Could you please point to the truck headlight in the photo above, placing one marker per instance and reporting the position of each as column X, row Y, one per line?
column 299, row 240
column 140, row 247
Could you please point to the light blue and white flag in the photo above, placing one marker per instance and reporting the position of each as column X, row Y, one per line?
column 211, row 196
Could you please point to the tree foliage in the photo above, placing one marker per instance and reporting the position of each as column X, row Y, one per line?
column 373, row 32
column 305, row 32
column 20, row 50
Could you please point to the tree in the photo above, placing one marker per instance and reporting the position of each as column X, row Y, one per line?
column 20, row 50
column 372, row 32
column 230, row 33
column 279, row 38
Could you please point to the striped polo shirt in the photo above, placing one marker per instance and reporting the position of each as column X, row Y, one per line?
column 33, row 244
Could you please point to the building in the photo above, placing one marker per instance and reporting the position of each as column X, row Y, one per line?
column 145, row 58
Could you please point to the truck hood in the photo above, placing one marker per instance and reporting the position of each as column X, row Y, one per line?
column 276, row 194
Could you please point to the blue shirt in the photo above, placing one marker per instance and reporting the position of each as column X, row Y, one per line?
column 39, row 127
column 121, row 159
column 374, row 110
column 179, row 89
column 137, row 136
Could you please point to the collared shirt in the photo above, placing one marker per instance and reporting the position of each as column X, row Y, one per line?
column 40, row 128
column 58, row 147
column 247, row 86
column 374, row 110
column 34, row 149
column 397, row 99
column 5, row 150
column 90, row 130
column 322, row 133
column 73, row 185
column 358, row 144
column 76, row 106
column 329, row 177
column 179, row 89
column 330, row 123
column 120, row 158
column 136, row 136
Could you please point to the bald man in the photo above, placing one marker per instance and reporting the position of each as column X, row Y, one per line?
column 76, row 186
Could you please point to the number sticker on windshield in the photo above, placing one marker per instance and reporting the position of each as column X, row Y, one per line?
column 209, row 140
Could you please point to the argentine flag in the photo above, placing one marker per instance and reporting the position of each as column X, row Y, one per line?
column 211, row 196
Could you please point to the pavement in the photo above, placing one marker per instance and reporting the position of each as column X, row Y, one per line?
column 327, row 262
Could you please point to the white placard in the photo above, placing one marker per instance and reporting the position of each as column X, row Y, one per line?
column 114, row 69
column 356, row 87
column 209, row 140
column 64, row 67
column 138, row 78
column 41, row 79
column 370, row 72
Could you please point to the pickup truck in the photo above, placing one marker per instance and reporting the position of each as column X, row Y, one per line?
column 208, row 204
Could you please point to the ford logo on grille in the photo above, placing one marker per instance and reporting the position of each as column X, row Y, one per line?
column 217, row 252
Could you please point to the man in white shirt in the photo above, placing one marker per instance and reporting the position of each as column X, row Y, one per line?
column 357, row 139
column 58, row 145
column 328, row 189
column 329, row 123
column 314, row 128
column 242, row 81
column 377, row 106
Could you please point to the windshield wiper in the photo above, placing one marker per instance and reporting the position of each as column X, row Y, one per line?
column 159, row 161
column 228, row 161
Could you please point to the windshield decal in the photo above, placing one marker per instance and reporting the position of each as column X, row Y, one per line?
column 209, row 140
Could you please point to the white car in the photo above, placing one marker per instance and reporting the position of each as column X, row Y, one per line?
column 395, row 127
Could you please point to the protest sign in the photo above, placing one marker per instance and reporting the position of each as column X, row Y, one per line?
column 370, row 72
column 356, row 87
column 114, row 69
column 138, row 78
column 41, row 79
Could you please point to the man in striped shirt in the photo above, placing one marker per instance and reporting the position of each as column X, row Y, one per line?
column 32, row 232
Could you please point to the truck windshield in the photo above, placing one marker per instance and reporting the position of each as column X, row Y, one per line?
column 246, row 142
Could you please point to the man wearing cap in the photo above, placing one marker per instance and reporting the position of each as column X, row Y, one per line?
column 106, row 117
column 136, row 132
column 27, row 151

#### WHAT YOU SHOULD DO:
Nothing may be left out or altered: reproduce the complete listing.

#### FINISHED EXERCISE:
Could you please point to the truck headlight in the photo above, placing one marker per instance and reporting the position of each as column X, row Y, one per line?
column 299, row 240
column 140, row 247
Could you please point to the light blue and white flag in the photo above, placing one marker per instance and reporting the position of each as column X, row Y, one per line?
column 211, row 196
Could you please point to the tree foliage in the photo above, placing one marker per instance and reporting the position of each as column X, row Y, one per line?
column 373, row 32
column 305, row 32
column 20, row 50
Could you please point to the tree in the photo above, placing one marker per instance and reporting the position of each as column X, row Y, one per line?
column 20, row 50
column 372, row 32
column 230, row 33
column 279, row 38
Could you please point to the striped polo shirt in the photo above, placing one marker per instance and reporting the position of each as column X, row Y, one per line?
column 33, row 244
Could you please point to the building in the photo above, placing one marker per instance and reporting the position of each as column X, row Y, one per line?
column 145, row 58
Could you please point to the truck hood in the photo above, placing one marker per instance and reporting the position of each as column X, row Y, one per line?
column 276, row 194
Could you please point to the blue shirt in the photo above, placing one marker per instance and reporting the position of each as column X, row Y, one per line?
column 39, row 127
column 121, row 159
column 374, row 110
column 179, row 89
column 137, row 136
Could you please point to the collared shirt in the photo above, placing one marker per instance and reporting the position of each as column X, row Y, one per line?
column 40, row 128
column 58, row 147
column 247, row 86
column 374, row 110
column 34, row 149
column 397, row 99
column 5, row 150
column 90, row 130
column 322, row 133
column 73, row 185
column 358, row 144
column 76, row 106
column 329, row 177
column 179, row 89
column 330, row 123
column 120, row 158
column 136, row 136
Could you please point to the bald man in the photo above, placing one marker per instance and reporting the position of each as column X, row Y, one per line?
column 76, row 186
Could you please point to the number sticker on windshield in the photo above, placing one marker per instance and reporting the position of each as column X, row Y, one per line?
column 209, row 140
Could you please point to the argentine flag in the photo above, placing one marker per instance and reporting the position of each as column X, row Y, one per line?
column 211, row 196
Could you please point to the pavement in the photo above, placing one marker per instance and reporting the position of each as column X, row Y, one per line?
column 327, row 262
Could you please point to the white placard in the photo above, placing one marker per instance and reporting the position of each as column X, row Y, one per line?
column 114, row 69
column 356, row 87
column 209, row 140
column 64, row 67
column 138, row 78
column 41, row 79
column 370, row 72
Could you please point to the pickup truck in the photo above, placing one marker per instance and reporting the position of each as column X, row Y, one per line?
column 208, row 204
Could you please point to the ford logo on grille in the photo above, placing one marker per instance and reporting the position of each as column X, row Y, one per line?
column 217, row 252
Could you please point to the man in white shirt in the photo above, placing one marker per instance and reporting the position of each as column X, row Y, one per line?
column 357, row 139
column 58, row 145
column 328, row 189
column 329, row 123
column 314, row 128
column 242, row 81
column 377, row 106
Could you please point to the windshield wiper in the photo above, placing one marker per instance and reporting the position of each as column X, row Y, one per line?
column 159, row 161
column 228, row 161
Could you please point to the windshield decal in the photo above, placing one marker per instance and reporting the position of each as column X, row Y, one per line?
column 209, row 140
Could you please point to the white car in the photo above, placing one marker per instance and reporting the position of each as column X, row Y, one per line?
column 395, row 127
Could you please point to the protest sign in the photo above, placing one marker per instance and reporting the position of each as column X, row Y, one per line?
column 370, row 72
column 356, row 87
column 114, row 69
column 138, row 78
column 41, row 79
Could you please point to the man in striped shirt in the photo above, placing one marker per instance and reporting the position of each as column X, row Y, one per line?
column 32, row 232
Could you please point to the truck windshield in the photo above, placing one marker per instance and reporting the position of each as column X, row Y, one per line?
column 246, row 142
Could you please point to the man wearing cap in the photo above, placing one marker per instance and reporting the position of each as column X, row Y, one per line?
column 106, row 117
column 136, row 132
column 27, row 151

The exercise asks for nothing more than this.